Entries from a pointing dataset
┄┄┄┄┄┄┄┄┄┄

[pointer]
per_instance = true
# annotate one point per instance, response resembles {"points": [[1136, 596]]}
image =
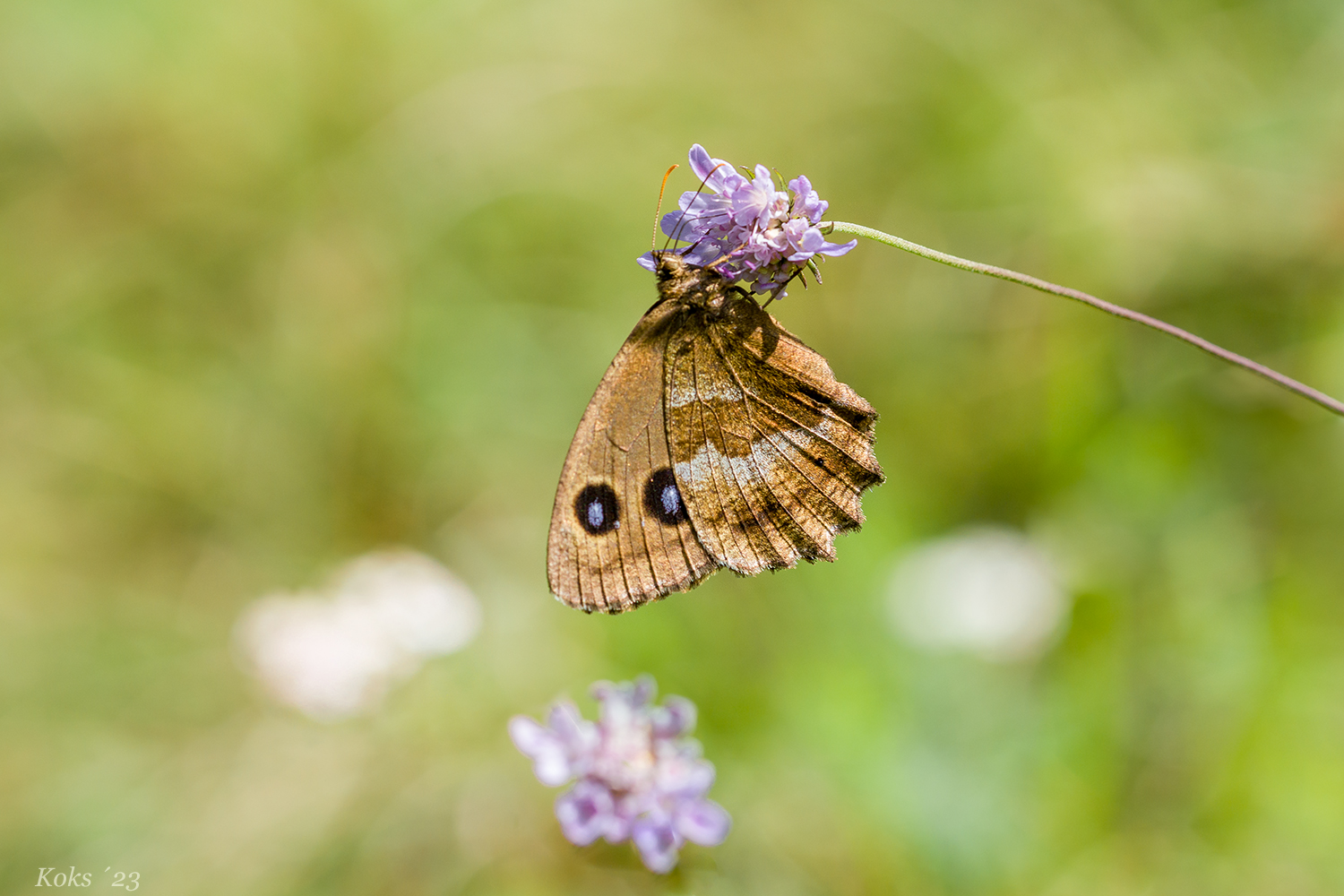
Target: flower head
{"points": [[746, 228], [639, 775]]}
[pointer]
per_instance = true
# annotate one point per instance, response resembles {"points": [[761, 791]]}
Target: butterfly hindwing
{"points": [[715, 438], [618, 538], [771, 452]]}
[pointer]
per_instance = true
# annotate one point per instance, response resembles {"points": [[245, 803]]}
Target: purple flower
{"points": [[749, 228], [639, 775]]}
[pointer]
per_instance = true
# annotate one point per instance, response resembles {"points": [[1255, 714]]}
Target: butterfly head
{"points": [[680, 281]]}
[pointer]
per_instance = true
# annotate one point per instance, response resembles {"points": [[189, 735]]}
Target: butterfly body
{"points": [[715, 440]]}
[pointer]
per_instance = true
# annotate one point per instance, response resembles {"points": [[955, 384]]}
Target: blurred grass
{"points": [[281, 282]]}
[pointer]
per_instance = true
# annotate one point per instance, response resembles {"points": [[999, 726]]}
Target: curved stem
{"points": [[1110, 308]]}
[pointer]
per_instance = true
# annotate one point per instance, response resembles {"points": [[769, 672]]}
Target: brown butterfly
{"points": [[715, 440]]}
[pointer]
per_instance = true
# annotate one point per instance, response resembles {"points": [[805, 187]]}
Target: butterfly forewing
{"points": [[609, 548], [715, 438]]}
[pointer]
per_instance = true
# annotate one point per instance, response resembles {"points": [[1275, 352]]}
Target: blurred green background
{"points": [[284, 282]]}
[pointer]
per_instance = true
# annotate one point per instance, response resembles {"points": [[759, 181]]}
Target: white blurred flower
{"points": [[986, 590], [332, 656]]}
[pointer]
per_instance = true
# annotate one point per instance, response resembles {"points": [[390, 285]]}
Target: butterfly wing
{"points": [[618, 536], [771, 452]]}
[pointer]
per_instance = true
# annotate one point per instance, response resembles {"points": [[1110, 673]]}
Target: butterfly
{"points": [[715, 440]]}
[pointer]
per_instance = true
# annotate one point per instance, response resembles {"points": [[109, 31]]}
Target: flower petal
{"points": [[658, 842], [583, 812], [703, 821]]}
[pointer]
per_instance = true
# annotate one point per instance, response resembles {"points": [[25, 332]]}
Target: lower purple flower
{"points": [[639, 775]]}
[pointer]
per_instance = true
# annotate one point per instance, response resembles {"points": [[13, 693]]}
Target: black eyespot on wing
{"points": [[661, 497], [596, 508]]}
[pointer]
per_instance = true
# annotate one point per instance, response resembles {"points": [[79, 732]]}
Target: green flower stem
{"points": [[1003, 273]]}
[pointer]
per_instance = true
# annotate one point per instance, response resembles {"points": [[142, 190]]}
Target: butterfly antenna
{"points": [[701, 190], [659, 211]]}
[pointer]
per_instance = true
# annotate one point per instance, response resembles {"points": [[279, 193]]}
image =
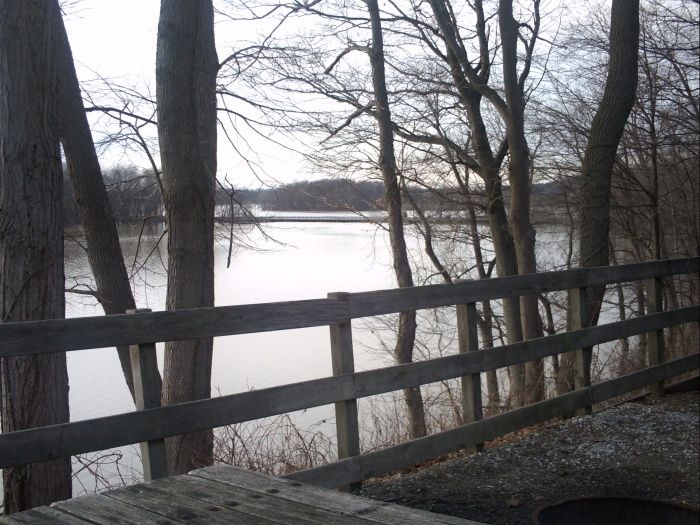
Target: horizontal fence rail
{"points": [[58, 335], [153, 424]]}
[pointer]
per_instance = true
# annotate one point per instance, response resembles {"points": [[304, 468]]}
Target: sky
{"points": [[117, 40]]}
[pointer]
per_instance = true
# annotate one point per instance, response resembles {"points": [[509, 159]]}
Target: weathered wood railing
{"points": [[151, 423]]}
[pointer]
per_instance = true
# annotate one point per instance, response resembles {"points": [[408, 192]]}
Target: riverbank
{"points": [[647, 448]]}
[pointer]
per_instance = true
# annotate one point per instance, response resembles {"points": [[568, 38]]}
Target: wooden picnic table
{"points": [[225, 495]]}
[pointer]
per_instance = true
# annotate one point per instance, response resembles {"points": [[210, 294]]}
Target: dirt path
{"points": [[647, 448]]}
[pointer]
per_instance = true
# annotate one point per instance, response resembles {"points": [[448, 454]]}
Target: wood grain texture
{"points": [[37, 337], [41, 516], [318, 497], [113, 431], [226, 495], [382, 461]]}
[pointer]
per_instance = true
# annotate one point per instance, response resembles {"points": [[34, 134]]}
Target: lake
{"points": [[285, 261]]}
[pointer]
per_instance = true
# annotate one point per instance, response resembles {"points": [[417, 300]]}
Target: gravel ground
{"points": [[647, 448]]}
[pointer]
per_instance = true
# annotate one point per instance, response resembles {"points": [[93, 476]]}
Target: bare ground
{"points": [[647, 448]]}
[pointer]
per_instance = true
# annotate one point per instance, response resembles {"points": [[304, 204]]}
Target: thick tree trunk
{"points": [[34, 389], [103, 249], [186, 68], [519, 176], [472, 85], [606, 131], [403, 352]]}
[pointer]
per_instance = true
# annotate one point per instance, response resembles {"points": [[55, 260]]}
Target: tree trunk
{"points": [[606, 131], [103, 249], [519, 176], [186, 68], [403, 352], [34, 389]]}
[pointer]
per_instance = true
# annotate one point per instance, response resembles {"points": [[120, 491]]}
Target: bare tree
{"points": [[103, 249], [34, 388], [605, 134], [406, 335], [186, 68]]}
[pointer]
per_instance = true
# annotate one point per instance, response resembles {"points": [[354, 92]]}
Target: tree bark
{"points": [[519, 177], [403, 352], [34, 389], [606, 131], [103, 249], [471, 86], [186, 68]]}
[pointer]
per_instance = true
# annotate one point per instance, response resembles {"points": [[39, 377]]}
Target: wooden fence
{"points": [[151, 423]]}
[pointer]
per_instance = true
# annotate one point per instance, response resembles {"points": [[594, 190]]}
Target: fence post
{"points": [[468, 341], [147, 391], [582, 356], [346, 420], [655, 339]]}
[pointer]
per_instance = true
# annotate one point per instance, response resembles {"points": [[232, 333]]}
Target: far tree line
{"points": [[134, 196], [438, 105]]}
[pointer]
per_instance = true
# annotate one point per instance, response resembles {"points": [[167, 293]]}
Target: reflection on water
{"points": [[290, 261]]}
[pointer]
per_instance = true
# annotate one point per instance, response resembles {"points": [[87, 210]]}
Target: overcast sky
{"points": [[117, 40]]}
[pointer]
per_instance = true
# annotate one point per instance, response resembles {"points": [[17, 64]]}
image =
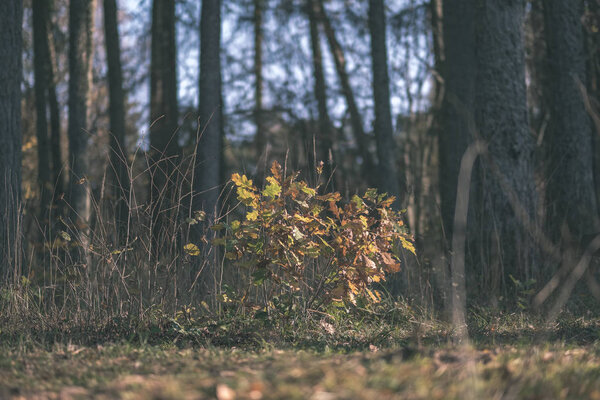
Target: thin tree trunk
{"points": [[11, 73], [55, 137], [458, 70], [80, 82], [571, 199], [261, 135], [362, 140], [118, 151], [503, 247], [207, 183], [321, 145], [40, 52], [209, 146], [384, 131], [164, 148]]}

┄┄┄┄┄┄┄┄┄┄

* What the exercise asks: Return the listing above unchanged, apart from dropping its pictures.

* Solution to this problem:
[pointer]
per_instance = true
# annotate one point per instance, response resembles {"points": [[1136, 596]]}
image =
Target: flower head
{"points": [[746, 228], [639, 775]]}
[pointer]
per_instance = true
# annotate one point per instance, response resembles {"points": [[761, 791]]}
Target: butterfly hindwing
{"points": [[715, 438], [618, 538], [771, 452]]}
[pointer]
per_instance = true
# annotate one point per instance, response resembles {"points": [[245, 803]]}
Target: purple flower
{"points": [[749, 228], [639, 775]]}
[pointer]
per_instance = true
# annotate one point per instance, response resembles {"points": [[1255, 714]]}
Target: butterfly head
{"points": [[680, 281]]}
[pointer]
per_instance = true
# annotate one point per instance, response resembles {"points": [[189, 735]]}
Target: butterfly body
{"points": [[715, 440]]}
[pointer]
per_instance = true
# annotate one point per instance, response resembles {"points": [[955, 384]]}
Target: blurred grass
{"points": [[281, 282]]}
[pointer]
per_instance = true
# annotate one point per instance, response resembles {"points": [[999, 726]]}
Target: curved stem
{"points": [[1110, 308]]}
[pointer]
per_instance = true
# annotate one point per instance, response resembles {"points": [[769, 672]]}
Target: brown butterfly
{"points": [[715, 440]]}
[pointer]
per_instance = true
# annotate one point per instance, response resembles {"points": [[805, 187]]}
Target: butterfly forewing
{"points": [[609, 548], [715, 438]]}
[pointer]
per_instance = true
# annotate one point per instance, response resembles {"points": [[1275, 352]]}
Target: blurred green background
{"points": [[284, 282]]}
[pointer]
per_instance = true
# annotate one point per instance, response resembles {"points": [[759, 181]]}
Target: white blurred flower
{"points": [[986, 590], [332, 656]]}
[pointer]
per_instance = true
# annotate one point per instance, response resembles {"points": [[390, 285]]}
Target: butterfly wing
{"points": [[618, 536], [771, 452]]}
[pointer]
per_instance = true
# annotate one point per instance, response resembles {"points": [[1110, 673]]}
Target: butterfly
{"points": [[715, 440]]}
[pointer]
per_instance = true
# annotate one point per instance, response resembles {"points": [[109, 31]]}
Target: flower petal
{"points": [[658, 842], [583, 812], [703, 821]]}
[pointer]
per_instance = true
# annotate one point per instance, response resembles {"points": [[25, 332]]}
Target: lower purple flower
{"points": [[639, 775]]}
[pointer]
per_instance = true
# annotate one point per instance, response resembles {"points": [[13, 693]]}
Target: black eyespot on wing
{"points": [[661, 497], [596, 508]]}
[pointer]
per_instance = true
# annotate one point per instance, response resembles {"points": [[79, 732]]}
Target: green flower stem
{"points": [[1003, 273]]}
[pointer]
per_instance = true
# annotate one point per instance, response resembles {"points": [[142, 190]]}
Target: butterfly antenna
{"points": [[701, 190], [659, 211]]}
[pointer]
per_instance = true
# annotate one point per instance, response resembles {"points": [[279, 193]]}
image =
Target: horizontal fence rail
{"points": [[58, 335], [153, 424]]}
[pointer]
per_instance = true
# annotate one point per instance, response resembles {"points": [[304, 468]]}
Target: sky
{"points": [[117, 40]]}
[pointer]
per_instance = true
# annotate one point per instance, response resembles {"points": [[509, 159]]}
Target: weathered wood railing
{"points": [[151, 423]]}
[pointer]
per_instance = true
# annotate one point per instance, response resembles {"points": [[408, 192]]}
Target: riverbank
{"points": [[647, 448]]}
[pointer]
per_instance = true
# annotate one point per instance, response resembles {"points": [[568, 38]]}
Target: wooden picnic table
{"points": [[225, 495]]}
[pointer]
per_instance = true
# annotate one point per instance, response resembles {"points": [[210, 294]]}
Target: dirt path
{"points": [[647, 448]]}
[pointer]
per_instance = true
# annotate one point per instance, response resembles {"points": [[448, 454]]}
Target: wood grain texture
{"points": [[37, 337], [41, 516], [318, 497], [113, 431], [226, 495], [382, 461]]}
[pointer]
per_instance = true
# annotate one point per instance, response resembles {"points": [[34, 134]]}
Target: lake
{"points": [[285, 261]]}
[pointer]
per_instance = true
# annotate one point per instance, response resembles {"points": [[417, 300]]}
Target: gravel ground
{"points": [[647, 448]]}
[pointer]
per_instance = true
# annotate one point per instance, response resembles {"points": [[93, 476]]}
Target: bare ground
{"points": [[647, 448]]}
[pointer]
per_instance = true
# annotate one point per instance, response resembles {"points": [[304, 204]]}
Target: thick tree trunk
{"points": [[34, 389], [103, 249], [186, 68], [519, 176], [472, 85], [606, 131], [403, 352]]}
[pointer]
per_instance = true
# annotate one point per instance, response resembles {"points": [[55, 260]]}
Target: tree trunk
{"points": [[606, 131], [103, 249], [519, 176], [186, 68], [403, 352], [34, 389]]}
[pointer]
per_instance = true
# annotate one point per instance, response resembles {"points": [[120, 491]]}
Target: bare tree
{"points": [[103, 249], [34, 388], [605, 134], [406, 335], [186, 68]]}
[pointer]
per_instance = true
# annotate one point per instance, response resembles {"points": [[354, 92]]}
Target: tree bark
{"points": [[519, 177], [403, 352], [34, 389], [606, 131], [103, 249], [471, 86], [186, 68]]}
[pointer]
per_instance = true
# annotate one point per instance, response resembles {"points": [[39, 377]]}
Target: wooden fence
{"points": [[151, 423]]}
[pointer]
per_instance = true
# annotate one point per instance, response resembles {"points": [[594, 190]]}
Target: fence post
{"points": [[468, 341], [147, 391], [582, 356], [346, 420], [655, 339]]}
[pointer]
per_instance = true
# annotate one point per instance, response resembles {"points": [[232, 333]]}
Target: far tree line
{"points": [[134, 196], [438, 105]]}
[pointer]
per_instance = true
# annotate one point per instance, response resembles {"points": [[167, 293]]}
Target: reflection on water
{"points": [[290, 261]]}
[pointer]
per_instance = true
# annotate one point per instance, response resembles {"points": [[87, 210]]}
Target: overcast sky
{"points": [[117, 40]]}
[pointer]
per_instance = true
# annotate one point per instance, response resembles {"points": [[17, 64]]}
image =
Target: thin tree trunk
{"points": [[11, 73], [55, 137], [458, 70], [80, 82], [571, 199], [261, 135], [362, 140], [118, 151], [503, 247], [207, 183], [321, 145], [40, 52], [209, 146], [384, 131], [164, 148]]}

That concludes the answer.